* [Document passage]
○ ○ ○ ○ ○
Most Helpful Customer Reviews
22 of 23 people found the following review helpful
5.0 out of 5 stars A Travelogue for the Melancholy Christian February 22, 2012
Format:Paperback|Verified Purchase
So many memoirs about faith are surprisingly materialistic. Author is raised as a believer; X happens; author looses faith and plunges into horrible life of secularism. Y happens and author regains faith and becomes fully functioning member of society. She rides off into a doubtless sunset. In those memoirs, there is no room given to the gray area between faith and secularism, no mention to how the author dealt with doubts in the mind and griefs of the heart.

If those books are external memoirs (everything is on the surface), then Faith and Other Flat Tires is an internal memoir. It is a book by a bright, introspective woman who finds problems with religion in all manner of ways. An Eric Clapton concert is as likely to raise tough theological questions as does having to bury a childhood friend. Dilley's memoirs outline how she grew up a missionary kid and then became a 'melancholy Christian' before leaving the church. She eventually found that the same questions that drove her away from God ended up driving her back to faith once again. She returns to God hesitantly, with battle wounds and hope and also - get this - without all the answers.
○ ○ ○ ○ ○
* [Record set]
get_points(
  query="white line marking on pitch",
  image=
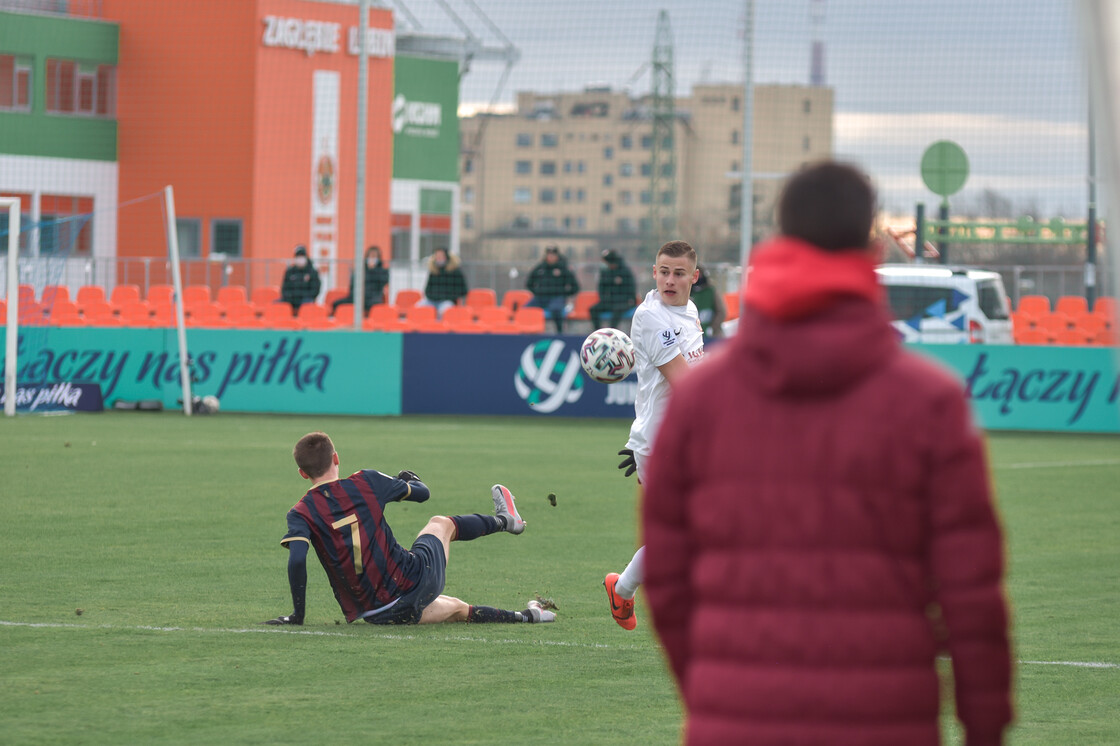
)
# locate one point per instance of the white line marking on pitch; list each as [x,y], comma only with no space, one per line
[322,633]
[315,633]
[1048,465]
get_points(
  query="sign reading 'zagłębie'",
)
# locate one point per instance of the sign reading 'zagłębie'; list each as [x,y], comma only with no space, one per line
[313,36]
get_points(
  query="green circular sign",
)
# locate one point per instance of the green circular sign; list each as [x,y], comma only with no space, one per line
[944,168]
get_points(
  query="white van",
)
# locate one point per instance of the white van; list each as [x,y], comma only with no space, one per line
[948,305]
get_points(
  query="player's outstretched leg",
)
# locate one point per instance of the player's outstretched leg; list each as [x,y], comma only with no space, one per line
[504,507]
[622,609]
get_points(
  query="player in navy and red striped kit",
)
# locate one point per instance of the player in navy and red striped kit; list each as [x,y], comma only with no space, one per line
[375,578]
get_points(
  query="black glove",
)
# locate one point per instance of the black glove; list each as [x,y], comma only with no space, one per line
[628,462]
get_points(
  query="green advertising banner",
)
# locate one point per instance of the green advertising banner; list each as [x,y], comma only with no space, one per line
[426,120]
[1055,389]
[248,370]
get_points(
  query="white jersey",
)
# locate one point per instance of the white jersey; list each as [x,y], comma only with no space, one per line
[660,334]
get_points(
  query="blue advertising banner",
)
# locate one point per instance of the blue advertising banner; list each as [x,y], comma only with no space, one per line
[505,374]
[248,370]
[58,397]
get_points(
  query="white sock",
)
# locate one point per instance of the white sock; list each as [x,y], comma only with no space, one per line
[631,578]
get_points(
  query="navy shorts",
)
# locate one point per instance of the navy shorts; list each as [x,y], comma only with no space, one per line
[408,608]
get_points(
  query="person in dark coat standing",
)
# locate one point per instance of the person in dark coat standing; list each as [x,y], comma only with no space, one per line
[551,283]
[818,520]
[376,278]
[300,281]
[617,291]
[446,285]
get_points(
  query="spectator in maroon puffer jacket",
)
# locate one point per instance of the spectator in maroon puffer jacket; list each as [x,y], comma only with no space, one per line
[818,520]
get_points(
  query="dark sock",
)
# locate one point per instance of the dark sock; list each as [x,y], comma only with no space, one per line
[472,527]
[488,614]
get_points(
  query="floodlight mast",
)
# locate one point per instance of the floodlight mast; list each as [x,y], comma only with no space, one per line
[11,204]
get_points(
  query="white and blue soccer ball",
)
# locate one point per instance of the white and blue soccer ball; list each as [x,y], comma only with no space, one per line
[607,355]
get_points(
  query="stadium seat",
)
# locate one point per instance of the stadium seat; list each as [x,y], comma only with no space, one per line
[196,294]
[514,299]
[89,294]
[231,295]
[408,298]
[264,296]
[481,298]
[123,295]
[278,316]
[1072,306]
[54,294]
[1035,305]
[333,295]
[529,319]
[419,314]
[160,295]
[581,307]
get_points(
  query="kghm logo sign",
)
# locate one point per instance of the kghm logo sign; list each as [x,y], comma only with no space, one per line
[417,118]
[544,381]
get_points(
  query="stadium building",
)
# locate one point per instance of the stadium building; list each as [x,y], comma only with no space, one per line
[246,109]
[576,169]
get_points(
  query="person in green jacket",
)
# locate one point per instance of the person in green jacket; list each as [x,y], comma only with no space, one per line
[551,283]
[446,283]
[376,278]
[617,291]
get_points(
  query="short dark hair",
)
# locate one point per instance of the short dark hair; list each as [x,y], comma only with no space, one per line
[313,454]
[678,249]
[830,205]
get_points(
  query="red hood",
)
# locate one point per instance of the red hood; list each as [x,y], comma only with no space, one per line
[813,324]
[791,279]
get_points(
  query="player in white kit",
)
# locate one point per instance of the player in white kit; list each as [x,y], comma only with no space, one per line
[668,338]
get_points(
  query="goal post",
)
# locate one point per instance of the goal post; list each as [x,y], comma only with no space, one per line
[12,337]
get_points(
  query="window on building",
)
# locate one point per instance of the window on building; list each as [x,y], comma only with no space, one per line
[78,89]
[65,224]
[189,233]
[15,83]
[225,238]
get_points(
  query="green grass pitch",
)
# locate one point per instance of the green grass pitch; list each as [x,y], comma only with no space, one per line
[138,553]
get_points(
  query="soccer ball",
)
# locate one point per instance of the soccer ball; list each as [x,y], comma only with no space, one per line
[607,355]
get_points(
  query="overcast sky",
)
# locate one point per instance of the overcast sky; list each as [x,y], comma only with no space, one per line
[1001,77]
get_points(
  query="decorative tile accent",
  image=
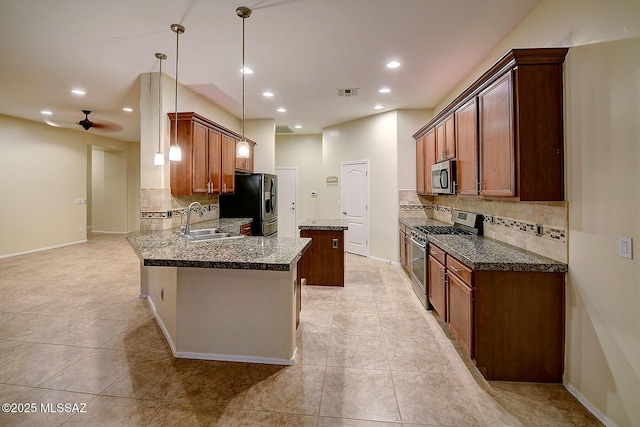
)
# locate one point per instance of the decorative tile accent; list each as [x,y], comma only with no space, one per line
[414,207]
[539,227]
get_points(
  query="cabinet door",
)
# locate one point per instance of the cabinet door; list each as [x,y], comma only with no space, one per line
[467,151]
[420,167]
[215,161]
[461,312]
[403,245]
[429,158]
[445,139]
[228,164]
[200,178]
[497,157]
[437,291]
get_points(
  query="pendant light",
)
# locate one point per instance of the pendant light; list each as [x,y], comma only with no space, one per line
[174,151]
[158,160]
[243,149]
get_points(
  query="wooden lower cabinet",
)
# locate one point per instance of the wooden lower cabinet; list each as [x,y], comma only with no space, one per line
[323,262]
[404,238]
[511,323]
[245,229]
[460,312]
[519,325]
[437,289]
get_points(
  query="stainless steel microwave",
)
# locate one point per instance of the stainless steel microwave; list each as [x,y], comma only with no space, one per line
[443,177]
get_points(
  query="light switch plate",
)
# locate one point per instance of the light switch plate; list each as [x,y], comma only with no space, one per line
[625,247]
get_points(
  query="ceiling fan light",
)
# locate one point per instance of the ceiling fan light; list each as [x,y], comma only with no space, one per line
[158,159]
[175,154]
[242,149]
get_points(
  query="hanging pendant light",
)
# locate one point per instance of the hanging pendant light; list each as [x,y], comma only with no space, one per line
[175,154]
[158,160]
[243,149]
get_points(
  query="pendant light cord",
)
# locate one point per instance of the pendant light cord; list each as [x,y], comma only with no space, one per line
[175,133]
[159,103]
[243,73]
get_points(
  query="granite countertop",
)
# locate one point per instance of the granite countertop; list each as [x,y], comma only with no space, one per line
[324,224]
[483,253]
[165,248]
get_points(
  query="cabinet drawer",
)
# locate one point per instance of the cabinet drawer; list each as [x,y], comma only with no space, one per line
[437,253]
[245,229]
[459,269]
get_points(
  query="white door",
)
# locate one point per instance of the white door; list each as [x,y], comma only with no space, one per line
[354,202]
[287,201]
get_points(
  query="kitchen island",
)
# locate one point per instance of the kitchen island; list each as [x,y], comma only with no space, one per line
○ ○ ○ ○ ○
* [What you should do]
Write the next part of the customer review of the faith memoir, picking up after its last sentence. You won't need the rows for this.

* [Response to the task]
As a memoir, this book is funny and honest. Dilley doesn't paint herself as a victim or a saint. She's awkward at times, painfully aware of her flaws and she bravely lays her selfish moments and bad choices along with her honesty and courage. She acknowledges that her tale is not a 'my life was the worst life ever' story. Rather, it's a tale of how a person can loose faith while still maintaining a 4.0 - how even the seemingly 'good' kids can find themselves stomping out of the church and slamming the doors behind them (literally) because their questions are not being answered.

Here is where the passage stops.